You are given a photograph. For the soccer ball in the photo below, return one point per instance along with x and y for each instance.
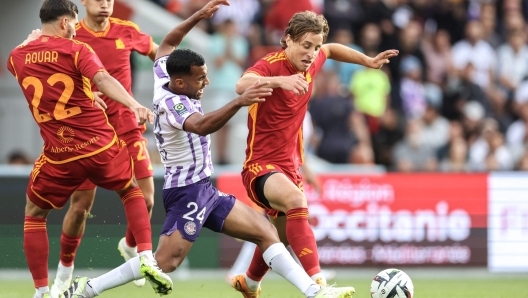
(391, 283)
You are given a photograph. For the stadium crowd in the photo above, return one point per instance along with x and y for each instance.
(455, 99)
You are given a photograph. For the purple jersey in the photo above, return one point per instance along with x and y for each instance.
(186, 156)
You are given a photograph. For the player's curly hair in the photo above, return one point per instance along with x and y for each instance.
(180, 62)
(51, 10)
(305, 22)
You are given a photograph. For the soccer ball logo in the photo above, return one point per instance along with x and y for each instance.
(391, 283)
(190, 228)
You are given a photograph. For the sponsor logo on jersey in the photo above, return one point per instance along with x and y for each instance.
(180, 109)
(190, 228)
(119, 44)
(65, 134)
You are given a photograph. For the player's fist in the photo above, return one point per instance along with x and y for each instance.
(295, 83)
(255, 93)
(142, 114)
(210, 8)
(382, 58)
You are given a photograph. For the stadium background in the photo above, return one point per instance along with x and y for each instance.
(467, 215)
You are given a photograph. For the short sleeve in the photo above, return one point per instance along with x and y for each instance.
(178, 109)
(261, 67)
(141, 42)
(88, 62)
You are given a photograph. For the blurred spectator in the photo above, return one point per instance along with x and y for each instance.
(517, 134)
(488, 18)
(370, 89)
(435, 130)
(513, 61)
(332, 113)
(240, 12)
(412, 90)
(229, 50)
(344, 70)
(488, 152)
(474, 50)
(456, 159)
(391, 130)
(437, 53)
(410, 154)
(461, 90)
(18, 157)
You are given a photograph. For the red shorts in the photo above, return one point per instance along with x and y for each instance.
(51, 185)
(137, 148)
(254, 170)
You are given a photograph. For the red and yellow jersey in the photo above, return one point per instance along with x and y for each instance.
(55, 75)
(114, 46)
(275, 126)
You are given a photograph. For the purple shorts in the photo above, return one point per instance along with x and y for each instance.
(191, 207)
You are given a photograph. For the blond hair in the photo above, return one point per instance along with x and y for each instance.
(305, 22)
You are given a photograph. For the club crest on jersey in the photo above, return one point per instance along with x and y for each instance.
(180, 109)
(190, 228)
(65, 134)
(119, 44)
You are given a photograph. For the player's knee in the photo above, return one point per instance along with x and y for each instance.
(296, 200)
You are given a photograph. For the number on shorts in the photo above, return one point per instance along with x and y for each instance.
(200, 216)
(142, 149)
(60, 112)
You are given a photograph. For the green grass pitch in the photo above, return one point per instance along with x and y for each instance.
(424, 288)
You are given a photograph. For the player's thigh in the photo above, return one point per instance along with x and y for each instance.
(280, 224)
(282, 194)
(147, 188)
(137, 147)
(112, 169)
(172, 250)
(82, 200)
(51, 185)
(243, 222)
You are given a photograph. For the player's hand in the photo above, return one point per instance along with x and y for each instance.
(142, 114)
(210, 8)
(32, 36)
(99, 102)
(382, 58)
(255, 93)
(296, 83)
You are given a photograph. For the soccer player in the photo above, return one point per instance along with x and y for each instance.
(274, 152)
(54, 73)
(182, 136)
(113, 40)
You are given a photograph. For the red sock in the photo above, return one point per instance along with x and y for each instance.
(69, 247)
(258, 267)
(129, 237)
(137, 218)
(36, 248)
(302, 240)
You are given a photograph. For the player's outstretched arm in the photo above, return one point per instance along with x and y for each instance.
(114, 90)
(211, 122)
(176, 35)
(295, 83)
(343, 53)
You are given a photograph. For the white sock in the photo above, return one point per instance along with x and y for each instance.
(147, 253)
(63, 272)
(42, 290)
(121, 275)
(130, 250)
(252, 284)
(320, 276)
(244, 259)
(279, 260)
(294, 256)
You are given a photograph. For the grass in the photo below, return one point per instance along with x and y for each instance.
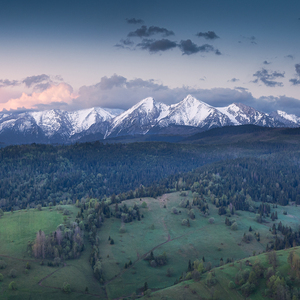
(181, 243)
(159, 231)
(199, 290)
(19, 227)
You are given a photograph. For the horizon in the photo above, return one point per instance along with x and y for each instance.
(120, 111)
(94, 55)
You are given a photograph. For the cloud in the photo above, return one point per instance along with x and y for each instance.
(125, 44)
(297, 67)
(61, 93)
(240, 88)
(267, 77)
(29, 81)
(7, 83)
(134, 21)
(188, 47)
(233, 80)
(295, 81)
(251, 39)
(156, 45)
(290, 56)
(209, 35)
(119, 92)
(144, 31)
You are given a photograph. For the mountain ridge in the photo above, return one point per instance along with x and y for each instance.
(147, 117)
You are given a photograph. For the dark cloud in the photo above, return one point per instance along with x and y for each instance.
(297, 67)
(125, 44)
(42, 86)
(134, 21)
(290, 56)
(6, 83)
(294, 81)
(156, 45)
(209, 35)
(251, 39)
(267, 77)
(119, 92)
(188, 47)
(29, 81)
(144, 31)
(233, 80)
(240, 88)
(109, 83)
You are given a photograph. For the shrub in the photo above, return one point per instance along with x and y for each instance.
(174, 211)
(122, 228)
(211, 220)
(234, 226)
(184, 222)
(12, 273)
(66, 212)
(231, 285)
(66, 288)
(12, 286)
(2, 264)
(191, 214)
(183, 203)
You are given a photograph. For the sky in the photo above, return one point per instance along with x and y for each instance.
(80, 54)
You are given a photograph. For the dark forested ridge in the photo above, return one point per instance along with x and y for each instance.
(41, 174)
(45, 173)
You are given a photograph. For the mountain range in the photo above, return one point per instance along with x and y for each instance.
(147, 117)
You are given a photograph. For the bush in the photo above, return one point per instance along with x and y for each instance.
(122, 228)
(174, 211)
(12, 286)
(66, 212)
(234, 226)
(191, 214)
(184, 222)
(66, 288)
(2, 264)
(211, 220)
(12, 273)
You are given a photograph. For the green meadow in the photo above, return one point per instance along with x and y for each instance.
(161, 231)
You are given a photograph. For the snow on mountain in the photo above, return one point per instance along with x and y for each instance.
(289, 120)
(241, 114)
(147, 116)
(192, 112)
(139, 119)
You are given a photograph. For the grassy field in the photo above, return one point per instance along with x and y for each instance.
(158, 231)
(19, 227)
(199, 290)
(161, 231)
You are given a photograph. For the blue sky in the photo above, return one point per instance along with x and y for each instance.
(79, 54)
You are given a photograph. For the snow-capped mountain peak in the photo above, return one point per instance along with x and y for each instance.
(145, 117)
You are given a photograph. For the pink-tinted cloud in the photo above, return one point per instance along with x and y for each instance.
(61, 93)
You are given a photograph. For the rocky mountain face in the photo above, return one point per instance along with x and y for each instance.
(146, 117)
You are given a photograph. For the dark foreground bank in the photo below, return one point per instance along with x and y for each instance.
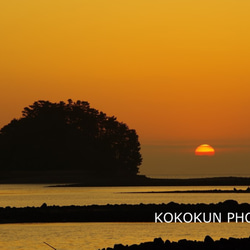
(160, 213)
(208, 243)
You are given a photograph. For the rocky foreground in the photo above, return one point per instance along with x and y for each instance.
(207, 244)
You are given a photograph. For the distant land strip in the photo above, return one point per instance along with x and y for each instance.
(192, 191)
(81, 179)
(122, 213)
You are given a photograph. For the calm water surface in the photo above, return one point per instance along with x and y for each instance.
(36, 195)
(93, 236)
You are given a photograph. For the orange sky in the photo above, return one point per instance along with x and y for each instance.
(176, 71)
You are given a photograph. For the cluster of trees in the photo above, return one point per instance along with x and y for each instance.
(69, 136)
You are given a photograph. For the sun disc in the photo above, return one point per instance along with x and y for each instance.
(204, 149)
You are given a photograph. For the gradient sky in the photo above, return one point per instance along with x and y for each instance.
(176, 71)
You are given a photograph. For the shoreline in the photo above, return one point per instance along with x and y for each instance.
(208, 243)
(155, 213)
(80, 179)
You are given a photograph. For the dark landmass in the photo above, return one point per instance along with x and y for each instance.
(82, 179)
(193, 191)
(141, 180)
(116, 213)
(208, 243)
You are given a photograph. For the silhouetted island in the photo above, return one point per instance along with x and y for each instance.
(183, 244)
(68, 140)
(74, 143)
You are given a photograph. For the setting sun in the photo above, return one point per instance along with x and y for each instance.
(204, 149)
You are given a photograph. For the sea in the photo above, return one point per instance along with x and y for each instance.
(94, 236)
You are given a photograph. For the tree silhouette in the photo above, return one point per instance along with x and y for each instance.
(69, 136)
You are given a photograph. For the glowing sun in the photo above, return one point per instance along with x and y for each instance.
(204, 149)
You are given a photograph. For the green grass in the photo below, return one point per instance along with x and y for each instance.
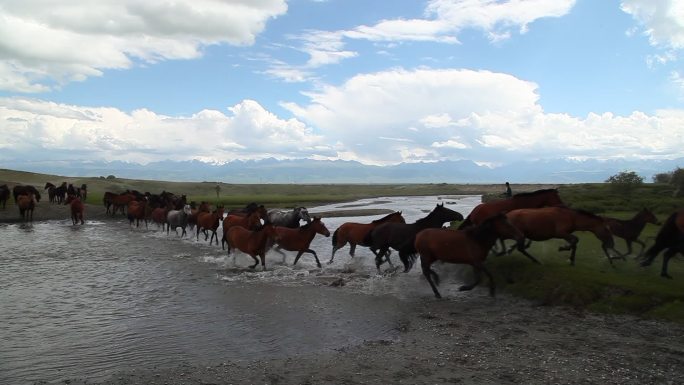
(593, 284)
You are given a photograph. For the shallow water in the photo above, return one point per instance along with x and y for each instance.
(88, 301)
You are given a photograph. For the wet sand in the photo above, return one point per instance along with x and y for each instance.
(468, 338)
(472, 340)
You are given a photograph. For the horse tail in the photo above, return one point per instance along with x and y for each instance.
(368, 239)
(466, 223)
(667, 233)
(334, 237)
(408, 259)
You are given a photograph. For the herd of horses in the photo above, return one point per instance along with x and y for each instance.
(525, 217)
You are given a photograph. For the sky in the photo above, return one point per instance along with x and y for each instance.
(375, 81)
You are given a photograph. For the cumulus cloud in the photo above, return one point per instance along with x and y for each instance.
(58, 42)
(400, 115)
(662, 20)
(442, 22)
(444, 19)
(49, 131)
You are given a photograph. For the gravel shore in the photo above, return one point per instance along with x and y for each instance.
(470, 339)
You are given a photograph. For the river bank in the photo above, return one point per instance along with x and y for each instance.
(473, 339)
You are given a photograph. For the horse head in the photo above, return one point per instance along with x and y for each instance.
(303, 214)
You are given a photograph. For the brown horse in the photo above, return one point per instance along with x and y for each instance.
(194, 213)
(25, 190)
(76, 207)
(630, 229)
(4, 195)
(528, 200)
(670, 238)
(354, 233)
(401, 236)
(469, 246)
(117, 201)
(159, 216)
(250, 222)
(299, 239)
(26, 204)
(137, 211)
(546, 223)
(251, 242)
(209, 222)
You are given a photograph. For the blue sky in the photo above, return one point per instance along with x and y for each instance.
(375, 81)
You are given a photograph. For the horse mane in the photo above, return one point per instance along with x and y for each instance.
(535, 193)
(587, 213)
(386, 217)
(482, 230)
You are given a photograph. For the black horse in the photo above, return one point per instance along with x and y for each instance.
(670, 238)
(4, 195)
(25, 190)
(401, 236)
(630, 229)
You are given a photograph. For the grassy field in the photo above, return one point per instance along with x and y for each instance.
(593, 284)
(270, 195)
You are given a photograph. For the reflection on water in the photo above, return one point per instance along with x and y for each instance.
(86, 301)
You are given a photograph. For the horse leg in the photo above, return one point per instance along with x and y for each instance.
(256, 262)
(666, 259)
(643, 246)
(428, 273)
(307, 251)
(492, 285)
(477, 270)
(522, 249)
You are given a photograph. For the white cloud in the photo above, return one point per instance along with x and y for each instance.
(444, 19)
(47, 129)
(46, 42)
(480, 115)
(663, 20)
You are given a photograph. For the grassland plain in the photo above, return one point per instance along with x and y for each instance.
(472, 339)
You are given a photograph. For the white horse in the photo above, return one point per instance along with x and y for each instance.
(178, 218)
(288, 218)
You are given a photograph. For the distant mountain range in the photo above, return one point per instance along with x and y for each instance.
(319, 171)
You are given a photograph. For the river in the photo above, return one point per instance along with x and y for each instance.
(88, 301)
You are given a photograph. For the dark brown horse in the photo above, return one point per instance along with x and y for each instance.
(630, 229)
(670, 238)
(195, 212)
(539, 198)
(209, 222)
(250, 222)
(25, 190)
(137, 211)
(354, 233)
(400, 236)
(76, 208)
(546, 223)
(469, 246)
(4, 195)
(299, 239)
(251, 242)
(159, 216)
(26, 204)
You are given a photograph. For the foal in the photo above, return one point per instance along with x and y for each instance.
(76, 207)
(630, 229)
(299, 239)
(26, 204)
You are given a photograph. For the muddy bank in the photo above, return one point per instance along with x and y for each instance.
(473, 339)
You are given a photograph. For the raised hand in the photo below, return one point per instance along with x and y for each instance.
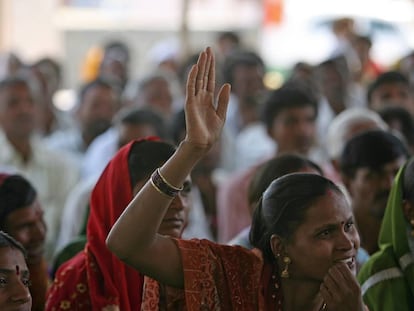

============================================================

=== EXERCISE AIM ===
Your task is to reproduce exactly the lines from the one with "You are given a photograph. For the muddy" to the end of the material, both included, with the pictures left out.

=== WRITTEN SOLUTION ===
You are given a photograph. For the muddy bank in the photo above, return one point per instance along with x and y for each instance.
(473, 339)
You are given a photograph. For the raised hand in the photo below, return one point per instance along with x and y for each instance.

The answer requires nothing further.